Bagaimanapun juga, kurikulum
merupakan instrumen penting dalam pendidikan. Tanpa adanya kurikulum, proses
dan tujuan pendidikan menjadi tidak jelas dan tak terarah. Hal ini dikarenakan
kurikulum setidak-tidaknya mengandung tiga komponen. Pertama, kurikulum
merupakan suatu program untuk mencapai tujuan pendidikan tertentu baik tujuan
yang ingin dicapai lembaga pendidikan secara keseluruhan maupun dalam
masing-masing bidang studi. Kedua, isi kurikulum memuat jenis-jenis bidang
studi yang diajarkan dan isi program dalam masing-masing bidang studi. Dan
ketiga, organisasi atau strategi kurikulum baik secara horisontal maupun
vertikal. Sebagai salah satu komponen yang sangat menentukan dalam pendidikan
kurikulum juga memiliki desain atau kerangka dasar serta prinsip-prinsip yang
kesemuanya merupakan alat untuk mencapai tujuan pendidikan.
Oleh karena itulah
pemerintah sebagai penanggung jawab pendidikan dituntut untuk dapat menciptakan
satu formulasi kurikulum yang tepat dalam rangka mencerdaskan kehidupan bangsa
yang berujung pada keadilan sosial bagi seluruh rakyat Indonesia, sebagaimana
amanat preambule UUD 1945. Selain itu sebagai penyelenggara pendidikan,
pemerintah juga disokong dengan pendanaan yang cukup besar yakni dua puluh
persen atau seperlima dari Anggaran Pendapatan dan Belanja Nasional dan
Anggaran Pendapatan dan Belanja Daerah. Maka wajar apabila masyarakat mempunyai
ekspektasi tinggi kepada pemerintah untuk menciptakan sistem pendidikan yang
berkualitas melalui kebijakan-kebijakan yang diterapkan.
* * * *
• [Persyaratan Tugas]:
1. Menurut kutipan tentang kurikulum, berapa besar pendanaan yang menyokong pemerintah sebagai penyelenggara pendidikan?
2. Teruskan kutipan tentang kurikulum, dimulai setelah kalimat terakhirnya.
Baris-baris di bawah ini tidak berkaitan dengan kutipan tentang kurikulum.
* * * *
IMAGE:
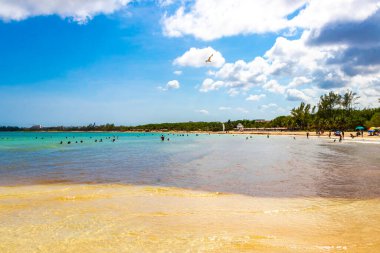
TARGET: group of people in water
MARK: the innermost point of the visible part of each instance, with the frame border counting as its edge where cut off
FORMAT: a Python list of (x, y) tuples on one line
[(113, 139)]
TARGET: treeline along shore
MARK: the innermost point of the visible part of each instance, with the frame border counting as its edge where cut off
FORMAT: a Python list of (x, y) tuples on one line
[(333, 112)]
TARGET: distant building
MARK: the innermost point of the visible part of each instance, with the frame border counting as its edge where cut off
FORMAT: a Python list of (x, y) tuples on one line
[(36, 127), (240, 127)]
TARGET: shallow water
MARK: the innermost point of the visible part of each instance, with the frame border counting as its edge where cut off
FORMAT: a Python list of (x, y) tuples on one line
[(119, 218), (255, 195), (274, 167)]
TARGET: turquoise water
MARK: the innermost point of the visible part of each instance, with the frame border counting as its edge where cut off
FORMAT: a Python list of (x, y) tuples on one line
[(278, 166)]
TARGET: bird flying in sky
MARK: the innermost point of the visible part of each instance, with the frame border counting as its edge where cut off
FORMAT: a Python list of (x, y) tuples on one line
[(209, 59)]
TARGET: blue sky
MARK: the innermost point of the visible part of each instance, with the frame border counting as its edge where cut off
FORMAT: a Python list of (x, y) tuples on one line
[(134, 62)]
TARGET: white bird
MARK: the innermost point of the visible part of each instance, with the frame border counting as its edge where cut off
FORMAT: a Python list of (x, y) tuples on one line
[(209, 59)]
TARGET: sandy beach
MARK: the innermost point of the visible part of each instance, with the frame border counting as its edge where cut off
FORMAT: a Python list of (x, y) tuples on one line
[(123, 218)]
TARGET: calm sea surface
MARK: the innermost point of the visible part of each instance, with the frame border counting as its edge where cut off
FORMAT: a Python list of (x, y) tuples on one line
[(276, 167)]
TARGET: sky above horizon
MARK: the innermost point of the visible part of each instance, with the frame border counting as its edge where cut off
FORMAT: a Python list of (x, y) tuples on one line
[(76, 62)]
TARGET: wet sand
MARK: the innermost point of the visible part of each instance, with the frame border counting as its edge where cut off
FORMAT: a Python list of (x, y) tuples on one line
[(127, 218)]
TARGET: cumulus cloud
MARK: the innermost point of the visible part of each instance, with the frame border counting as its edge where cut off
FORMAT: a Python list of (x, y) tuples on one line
[(203, 111), (171, 85), (255, 97), (231, 18), (212, 19), (224, 108), (242, 110), (268, 106), (196, 57), (274, 86), (78, 10), (299, 81), (296, 95), (209, 85)]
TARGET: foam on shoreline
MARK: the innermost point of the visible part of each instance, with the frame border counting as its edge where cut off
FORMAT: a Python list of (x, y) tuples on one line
[(127, 218)]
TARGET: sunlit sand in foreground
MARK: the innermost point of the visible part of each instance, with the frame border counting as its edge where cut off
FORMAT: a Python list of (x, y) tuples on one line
[(119, 218)]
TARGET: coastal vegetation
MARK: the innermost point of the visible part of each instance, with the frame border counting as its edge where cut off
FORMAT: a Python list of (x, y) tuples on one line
[(333, 112)]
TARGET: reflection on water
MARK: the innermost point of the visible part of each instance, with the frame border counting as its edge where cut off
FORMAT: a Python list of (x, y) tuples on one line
[(299, 195), (119, 218), (274, 167)]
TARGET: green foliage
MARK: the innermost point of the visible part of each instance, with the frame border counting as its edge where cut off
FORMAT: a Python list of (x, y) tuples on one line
[(332, 112)]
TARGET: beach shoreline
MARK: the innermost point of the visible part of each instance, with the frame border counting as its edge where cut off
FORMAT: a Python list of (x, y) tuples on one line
[(312, 134), (129, 218)]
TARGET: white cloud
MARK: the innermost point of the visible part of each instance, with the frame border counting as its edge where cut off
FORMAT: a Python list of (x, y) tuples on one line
[(171, 85), (203, 111), (242, 110), (299, 81), (232, 92), (321, 12), (165, 3), (268, 106), (274, 86), (213, 19), (296, 95), (255, 97), (196, 57), (78, 10), (209, 85)]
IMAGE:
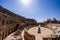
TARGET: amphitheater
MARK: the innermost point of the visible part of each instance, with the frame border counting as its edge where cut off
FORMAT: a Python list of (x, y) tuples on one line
[(16, 27)]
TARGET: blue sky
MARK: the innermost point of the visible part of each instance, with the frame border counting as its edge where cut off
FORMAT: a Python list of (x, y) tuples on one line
[(39, 10)]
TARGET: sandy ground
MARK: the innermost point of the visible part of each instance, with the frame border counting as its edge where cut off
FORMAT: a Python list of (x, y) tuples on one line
[(45, 32)]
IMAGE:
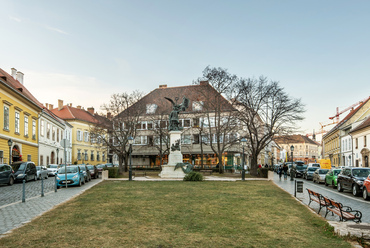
* * * *
• [Jawaban Tugas]:
1. Dua puluh persen atau seperlima dari Anggaran Pendapatan dan Belanja Nasional dan Anggaran Pendapatan dan Belanja Daerah.

2.
Hal lain yang menarik dari
selenggaraan pendidikan di Indonesia adalah terkait dengan pendanaan
pendidikan. UUD 1945 telah mengamanatkan bahwa pembiayaan pendidikan merupakan
kewajiban pemerintah. Kemudian dipertegas dalam UU Nomor 20 Tahun 2003 tentang
Sistem Pendidikan Nasional bahwa alokasi dana pendidikan, selain untuk gaji
pendidik, minimal sebesar 20 persen dari Anggaran Pendapatan dan Belanja
Nasional maupun Anggaran Pendapatan dan Belanja Daerah. Hal ini tidak lepas
dari pendidikan sebagai prioritas utama dalam pembangunan nasional dan sebagai
prioritas pertama dalam urusan wajib dalam pengalokasian anggaran baik di
pemerintah pusat maupun daerah. Namun pada kenyataannya, kebijakan anggaran
pendidikan sering dirorot dan dikritisi oleh masyarakat.
Sorotan yang datang baik
dari pakar pendidikan maupun masyarakat juga ditujukan pada rencana anggaran
pemerintah dengan diterapkannya Kurikulum 2013 nanti. Rencana penerapan
kurikulum membuat anggaran untuk pendidikan membengkak sangat besar. Bahkan rencana
pembiayaan Kurikulum 2013 sempat mengalami revisi beberapa kali dengan
lonjakan yang fantastis. Beberapa daerah pun mengalami kebingungan terkait
pendanaannya terutama untuk bimbingan bagi guru sebagai persiapan menyambut
Kurikulum baru tersebut.
Dari segi kompentesi,
pengintegrasian mata pelajaran dalam rumpun sejenis dinilai sebagai konsep yang
terlalu ideal dan tidak memperhitungkan kemampuan guru, terutama di
daerah-daerah terpencil. Pengintegrasian mata pelajaran menjadi objek
pembelajaran yang tematik integratif mempunyai arti bahwa ada beberapa mata
pelajaran yang dihapus. Hal ini berkaitan dengan nasib guru mata pelajaran terutama
guru yang sudah lolos sertifikasi yang terancam tidak bisa memenuhi kewajiban
mengajar 24 jam pelajaran per minggu.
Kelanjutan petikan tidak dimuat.